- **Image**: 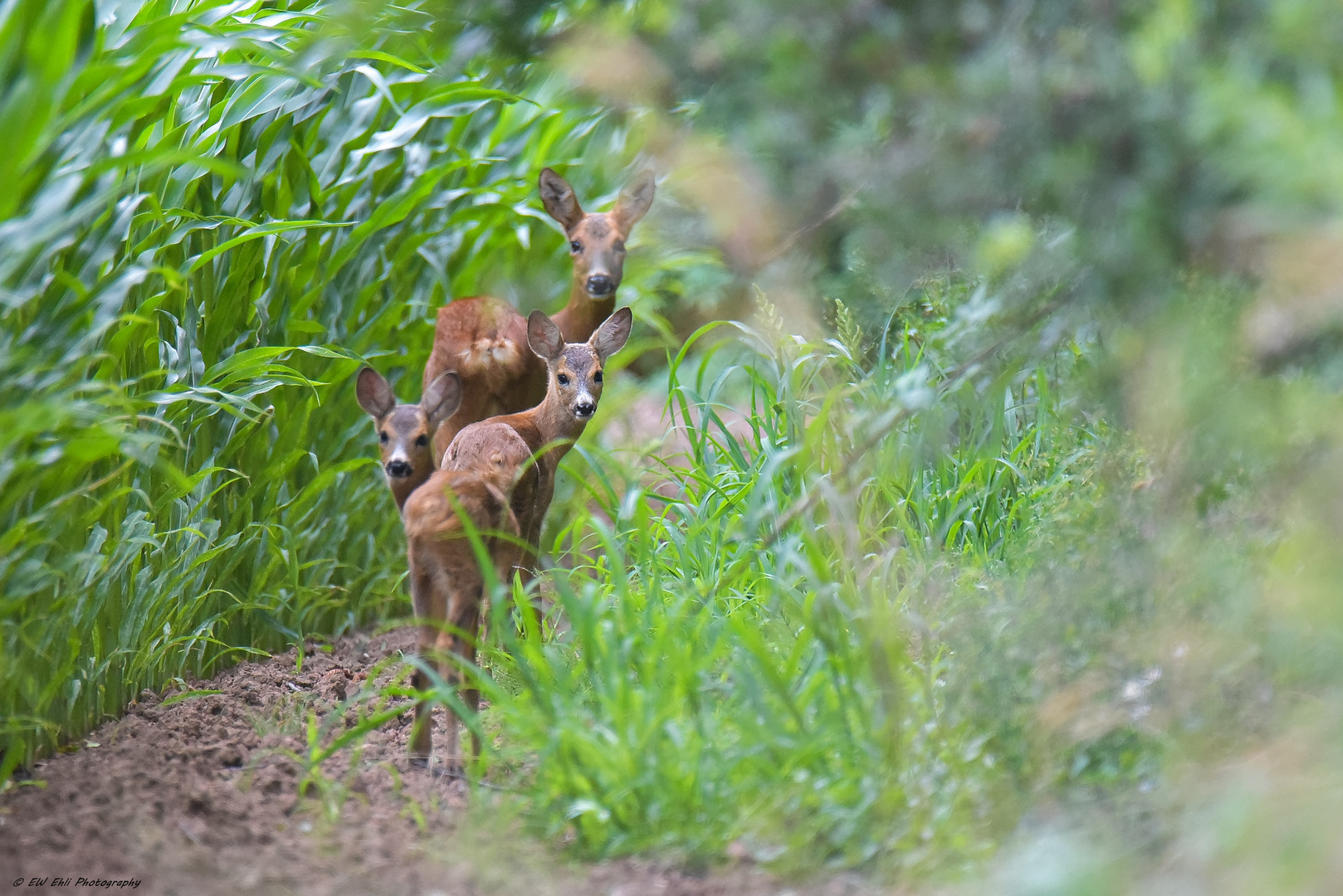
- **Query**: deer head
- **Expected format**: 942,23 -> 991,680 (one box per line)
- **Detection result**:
526,308 -> 634,423
541,168 -> 657,299
354,367 -> 462,508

— Brief —
Please output every item above word for word, leaving the pictures out.

— Written solution —
- **Image**: 
- **Query**: deer head
- **Expected format**: 942,23 -> 991,680 (one box per line)
- **Detection result**:
526,308 -> 634,423
541,168 -> 657,299
354,367 -> 462,508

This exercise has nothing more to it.